Introduction
A company’s share capital is a central mechanism through which a company raises funds, allocates risks, confers rights, and distributes control. Over the life-cycle of a business, a company may need to restructure its capital base — for example by increasing authorised share capital, sub-dividing shares, consolidating them, converting shares into stock, or cancelling unissued shares. Indian company law recognises this need, but it ensures that such changes are done within a well-defined statutory framework to protect shareholders, creditors and other stakeholders. The key statutory provision in this context is Companies Act, 2013 (“the Act”) Section 61, which deals with the power of a limited company (i.e., a company limited by shares) to alter its share capital. The statute sets out the permissible kinds of alteration, the procedural safeguards, and the requirement of authorisation in the company’s articles. This portion of the article explores the power under Section 61, the procedural steps, the doctrine of bona fide exercise, and some practical issues.

Position identification records:

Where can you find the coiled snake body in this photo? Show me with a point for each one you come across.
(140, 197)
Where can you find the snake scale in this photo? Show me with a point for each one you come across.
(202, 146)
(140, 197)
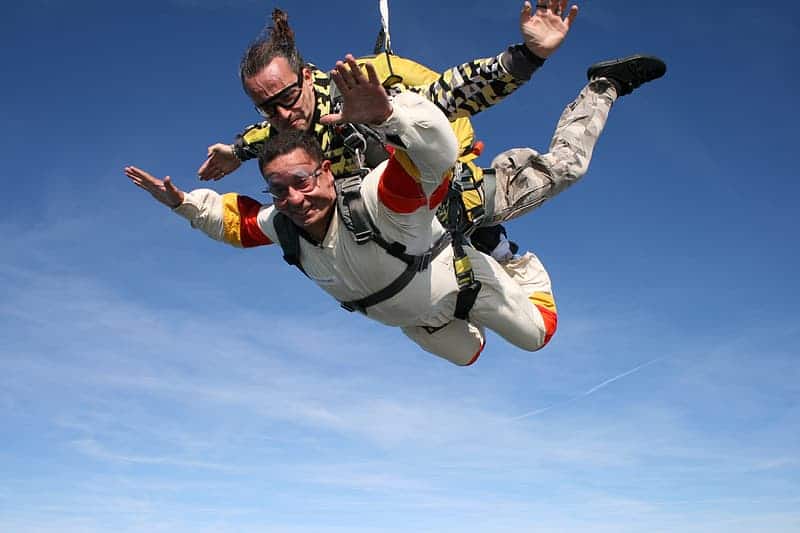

To do:
- a) Render the position identification records as a Markdown table with the columns "No." and "Line," giving each non-blank line its own numbered row. Leave the pictures out of the table.
- b) Carry the introduction on altering a company's share capital forward from its last sentence.

Responses in order:
- a)
| No. | Line |
|---|---|
| 1 | Where can you find the coiled snake body in this photo? Show me with a point for each one you come across. |
| 2 | (140, 197) |
| 3 | Where can you find the snake scale in this photo? Show me with a point for each one you come across. |
| 4 | (202, 146) |
| 5 | (140, 197) |

- b)
Statutory Provision and Scope
Section 61(1) of the Act provides that a limited company having a share capital may, if so authorised by its articles, alter its memorandum in its general meeting to: (a) increase its authorised share capital by such amount as it thinks expedient; (b) consolidate and divide all or any of its share capital into shares of a larger amount than its existing shares, subject to a proviso that no consolidation and division which results in changes in the voting percentage of shareholders shall take effect unless it is approved by the Tribunal in the prescribed manner; (c) convert all or any of its fully paid-up shares into stock, and reconvert that stock into fully paid-up shares of any denomination; (d) sub-divide its shares, or any of them, into shares of smaller amount than is fixed by the memorandum, so however that in the sub-division the proportion between the amount paid and the amount, if any, unpaid on each reduced share shall be the same as it was in the case of the share from which the reduced share is derived; and (e) cancel shares which, at the date of the passing of the resolution in that behalf, have not been taken or agreed to be taken by any person, and diminish the amount of its share capital by the amount of the shares so cancelled. Sub-section (2) clarifies that the cancellation under sub-section (1) shall not be deemed to be a reduction of share capital.
The ambit of Section 61 therefore covers five specific alterations: increase of authorised capital; consolidation and re-division; conversion of fully paid-up shares into stock; sub-division of shares; and cancellation of unissued shares. Each of these alterations must be done in accordance with the company’s articles and the procedural norms.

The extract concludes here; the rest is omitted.